Set task: Copy out every entry below word for word, keeping each line unchanged and in its original order.

Data shown:
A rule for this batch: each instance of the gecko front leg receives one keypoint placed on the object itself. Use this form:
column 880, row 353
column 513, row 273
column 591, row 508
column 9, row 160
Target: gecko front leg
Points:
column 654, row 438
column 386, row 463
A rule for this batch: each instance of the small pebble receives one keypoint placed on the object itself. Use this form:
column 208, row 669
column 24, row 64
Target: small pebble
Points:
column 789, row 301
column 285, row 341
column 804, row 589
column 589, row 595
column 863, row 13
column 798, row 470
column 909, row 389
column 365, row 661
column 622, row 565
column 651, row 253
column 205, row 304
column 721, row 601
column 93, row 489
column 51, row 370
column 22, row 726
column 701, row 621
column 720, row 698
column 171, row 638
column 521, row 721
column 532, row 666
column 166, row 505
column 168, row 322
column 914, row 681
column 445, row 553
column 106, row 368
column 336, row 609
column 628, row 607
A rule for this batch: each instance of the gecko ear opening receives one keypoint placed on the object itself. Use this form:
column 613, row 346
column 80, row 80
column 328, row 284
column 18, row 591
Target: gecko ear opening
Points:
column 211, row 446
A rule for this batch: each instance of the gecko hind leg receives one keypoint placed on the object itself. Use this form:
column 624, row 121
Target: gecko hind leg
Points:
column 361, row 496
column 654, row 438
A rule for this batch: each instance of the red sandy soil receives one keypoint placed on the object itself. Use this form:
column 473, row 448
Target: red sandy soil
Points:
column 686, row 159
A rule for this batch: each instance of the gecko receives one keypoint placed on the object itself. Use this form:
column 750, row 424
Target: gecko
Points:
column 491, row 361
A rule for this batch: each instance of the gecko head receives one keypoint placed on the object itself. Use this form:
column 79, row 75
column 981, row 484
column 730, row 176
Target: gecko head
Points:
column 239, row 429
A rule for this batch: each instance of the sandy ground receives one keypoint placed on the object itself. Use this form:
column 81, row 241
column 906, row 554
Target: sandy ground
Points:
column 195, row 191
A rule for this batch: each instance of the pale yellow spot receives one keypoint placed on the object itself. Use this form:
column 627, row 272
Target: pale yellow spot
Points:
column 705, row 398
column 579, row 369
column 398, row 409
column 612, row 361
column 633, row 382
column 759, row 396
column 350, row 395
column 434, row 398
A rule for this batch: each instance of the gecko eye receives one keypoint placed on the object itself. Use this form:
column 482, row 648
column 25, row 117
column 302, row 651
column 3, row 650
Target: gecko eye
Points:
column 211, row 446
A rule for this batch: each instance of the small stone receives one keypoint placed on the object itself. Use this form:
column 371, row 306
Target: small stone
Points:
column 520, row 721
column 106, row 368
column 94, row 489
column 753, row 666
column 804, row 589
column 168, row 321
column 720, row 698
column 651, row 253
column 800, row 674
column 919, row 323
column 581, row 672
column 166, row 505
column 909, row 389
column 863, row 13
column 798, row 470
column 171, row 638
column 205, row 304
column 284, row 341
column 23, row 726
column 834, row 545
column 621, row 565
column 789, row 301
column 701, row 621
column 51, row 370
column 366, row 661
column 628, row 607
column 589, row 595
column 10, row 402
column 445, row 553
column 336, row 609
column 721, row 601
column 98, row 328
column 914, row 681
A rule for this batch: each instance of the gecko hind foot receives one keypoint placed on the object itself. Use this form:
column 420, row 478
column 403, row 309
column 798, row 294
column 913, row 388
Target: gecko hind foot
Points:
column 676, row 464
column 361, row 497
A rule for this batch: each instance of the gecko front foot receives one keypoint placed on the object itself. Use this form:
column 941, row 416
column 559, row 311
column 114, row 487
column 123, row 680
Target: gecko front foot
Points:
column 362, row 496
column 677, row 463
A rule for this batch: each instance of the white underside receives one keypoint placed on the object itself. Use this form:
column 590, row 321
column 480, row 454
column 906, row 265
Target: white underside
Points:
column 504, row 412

Response for this exercise:
A rule for this batch: each instance of the gecko front leg receives one keypoint placed on the object itself. Use this form:
column 880, row 353
column 513, row 273
column 591, row 508
column 9, row 160
Target: gecko front leg
Points:
column 654, row 438
column 386, row 463
A rule for this batch: each instance of the small pebble receives one keypoint placed on the object itself. Use this form:
column 208, row 669
column 24, row 64
Target: small pebble
Points:
column 789, row 301
column 285, row 341
column 804, row 589
column 589, row 595
column 863, row 13
column 798, row 470
column 909, row 389
column 365, row 661
column 622, row 565
column 651, row 253
column 205, row 304
column 721, row 601
column 93, row 489
column 51, row 370
column 22, row 726
column 701, row 621
column 720, row 698
column 171, row 638
column 521, row 721
column 532, row 666
column 166, row 505
column 168, row 322
column 914, row 681
column 445, row 553
column 106, row 368
column 336, row 609
column 628, row 607
A rule for this batch: each instance of the gecko ear opening receives one keypoint placed on the object itself. Use this form:
column 613, row 346
column 80, row 80
column 328, row 284
column 18, row 591
Target: gecko ear opening
Points:
column 211, row 446
A rule for this batch: each instance of the gecko hind leg receives one keypoint placed on the object itself. Use this form:
column 624, row 121
Target: gecko hind leg
Points:
column 361, row 496
column 654, row 438
A rule for this batch: each instance of the red sandy soil receives one keypoint placed on the object itself. Use this form:
column 473, row 448
Target: red sandy soil
Points:
column 686, row 159
A rule for this batch: each instance of the gecko receives one keypoint placed on the object itself. Use this form:
column 750, row 424
Target: gecko
Points:
column 491, row 361
A rule for this batch: each instance of the gecko head receives one keypoint placed on the object itself. Use this form:
column 79, row 75
column 981, row 484
column 730, row 176
Target: gecko head
Points:
column 239, row 429
A rule for this batch: each instance of the sandy ground receives one keypoint placed on the object itself. Use this form:
column 81, row 241
column 906, row 554
Target: sandy ground
Points:
column 195, row 191
A rule for this batch: each instance of the pale yellow spot receives one keypoint placed on the object itself. Use this form:
column 627, row 272
Target: pale yellow spot
Points:
column 705, row 398
column 579, row 369
column 398, row 409
column 612, row 361
column 633, row 382
column 759, row 396
column 350, row 395
column 434, row 398
A rule for this batch: each instance of the gecko eye receives one keypoint placed on the object itself. Use this form:
column 482, row 648
column 25, row 117
column 302, row 651
column 3, row 650
Target: gecko eye
Points:
column 211, row 446
A rule for this batch: each instance of the small stone receives one keypoint placed on the object itself. Use this form:
column 371, row 306
Target: small stone
Points:
column 520, row 721
column 106, row 368
column 94, row 489
column 753, row 666
column 804, row 589
column 168, row 321
column 720, row 698
column 651, row 253
column 800, row 674
column 919, row 323
column 581, row 672
column 166, row 505
column 909, row 389
column 863, row 13
column 798, row 470
column 171, row 638
column 205, row 304
column 284, row 341
column 23, row 726
column 834, row 545
column 621, row 565
column 789, row 301
column 701, row 621
column 51, row 370
column 366, row 661
column 628, row 607
column 589, row 595
column 10, row 402
column 445, row 553
column 336, row 609
column 721, row 601
column 98, row 328
column 914, row 681
A rule for this batch: each instance of the gecko hind foot receives one keypoint placed on the object itself. Use this form:
column 420, row 478
column 403, row 309
column 798, row 294
column 913, row 388
Target: gecko hind foot
Points:
column 676, row 464
column 361, row 497
A rule for this batch: each instance of the gecko front foot receives one keypoint placed on the object itself. Use this form:
column 941, row 416
column 559, row 311
column 114, row 487
column 123, row 680
Target: gecko front foot
Points:
column 362, row 496
column 677, row 463
A rule for this batch: each instance of the white underside receives one keypoint placed on the object itself. Use this form:
column 590, row 321
column 480, row 454
column 906, row 265
Target: white underside
Points:
column 504, row 412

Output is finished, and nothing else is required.